# PROBLEM TO SOLVE:
The data below calls for an exact copy.

++++ GIVEN DATA

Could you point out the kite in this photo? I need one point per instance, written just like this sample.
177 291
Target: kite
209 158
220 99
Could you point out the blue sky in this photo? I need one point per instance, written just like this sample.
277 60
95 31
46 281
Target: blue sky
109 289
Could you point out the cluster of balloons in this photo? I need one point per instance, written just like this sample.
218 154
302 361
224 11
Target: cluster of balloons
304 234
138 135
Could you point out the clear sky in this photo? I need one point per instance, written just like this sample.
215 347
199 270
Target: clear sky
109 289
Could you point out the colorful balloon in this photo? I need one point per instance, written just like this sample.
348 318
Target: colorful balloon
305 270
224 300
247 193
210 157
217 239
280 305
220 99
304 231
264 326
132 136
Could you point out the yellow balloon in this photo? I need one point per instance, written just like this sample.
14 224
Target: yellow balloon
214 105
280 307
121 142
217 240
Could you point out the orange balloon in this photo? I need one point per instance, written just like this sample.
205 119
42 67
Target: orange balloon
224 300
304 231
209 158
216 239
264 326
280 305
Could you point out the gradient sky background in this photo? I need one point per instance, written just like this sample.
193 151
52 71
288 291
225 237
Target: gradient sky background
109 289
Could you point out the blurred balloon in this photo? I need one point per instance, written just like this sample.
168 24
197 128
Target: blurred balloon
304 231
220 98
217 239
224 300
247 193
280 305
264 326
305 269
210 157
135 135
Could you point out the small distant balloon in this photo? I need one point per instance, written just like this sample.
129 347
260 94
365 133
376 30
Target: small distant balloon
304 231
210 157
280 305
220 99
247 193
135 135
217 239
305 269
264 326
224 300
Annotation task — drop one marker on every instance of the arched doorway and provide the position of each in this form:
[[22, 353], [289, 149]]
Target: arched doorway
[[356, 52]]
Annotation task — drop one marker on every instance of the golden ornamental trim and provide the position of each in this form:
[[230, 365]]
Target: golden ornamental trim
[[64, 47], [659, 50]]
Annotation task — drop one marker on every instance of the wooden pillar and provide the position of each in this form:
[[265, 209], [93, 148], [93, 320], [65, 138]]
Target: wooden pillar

++++++++

# EXPECTED OUTPUT:
Could you point out the kite in this photo? I need one point per instance, written just like this sample.
177 291
Target: kite
209 158
220 99
Could you point out the blue sky in this photo? I need one point per instance, written just like this sample.
277 60
95 31
46 281
Target: blue sky
109 289
Could you point out the cluster of balloons in this photo? I need one point per instance, written just like this sample.
218 154
302 361
224 11
Target: cluster of balloons
304 234
138 135
Could you point out the clear sky in this photo? I need one point per instance, written just like this sample.
215 347
199 270
Target: clear sky
109 289
Could you point out the colorful balloon in this photo? I need one point per instance, written just like this sample.
348 318
Target: colorful balloon
305 270
224 300
247 193
210 157
217 239
280 305
220 99
304 231
264 326
132 136
Could you point out the yellow balloon in this photo? I need one point per instance, written just like this sample.
14 224
Target: yellow balloon
214 105
280 307
121 142
217 240
Could you point out the orange balloon in this photo? I need one point per instance, written just like this sample.
205 119
42 67
Target: orange balloon
224 300
304 231
209 158
216 239
264 326
280 305
Could you point out the gradient sky background in this photo? I need one point per instance, written just like this sample.
193 151
52 71
288 291
225 237
Target: gradient sky background
109 289
Could you point out the blurred balloon in this photo? I need one point per instance, written just like this sample.
168 24
197 128
Target: blurred balloon
304 231
220 98
217 239
224 300
247 193
280 305
264 326
305 269
210 157
135 135
Could you point out the small distant balloon in this photo? I need one point per instance, written just like this sample.
129 347
260 94
365 133
376 30
Target: small distant balloon
304 231
210 157
280 305
220 99
247 193
135 135
217 239
305 269
264 326
224 300
Annotation task — drop one marker on every instance of the arched doorway and provide the position of each in this form:
[[22, 353], [289, 149]]
Target: arched doorway
[[356, 52]]
Annotation task — drop one marker on every instance of the golden ornamental trim and provide the position of each in this form:
[[230, 365]]
Target: golden ornamental trim
[[64, 47], [659, 50]]
Annotation task — drop one marker on every instance of the wooden pillar and provide the position of each in this form:
[[265, 209], [93, 148], [93, 320], [65, 138]]
Target: wooden pillar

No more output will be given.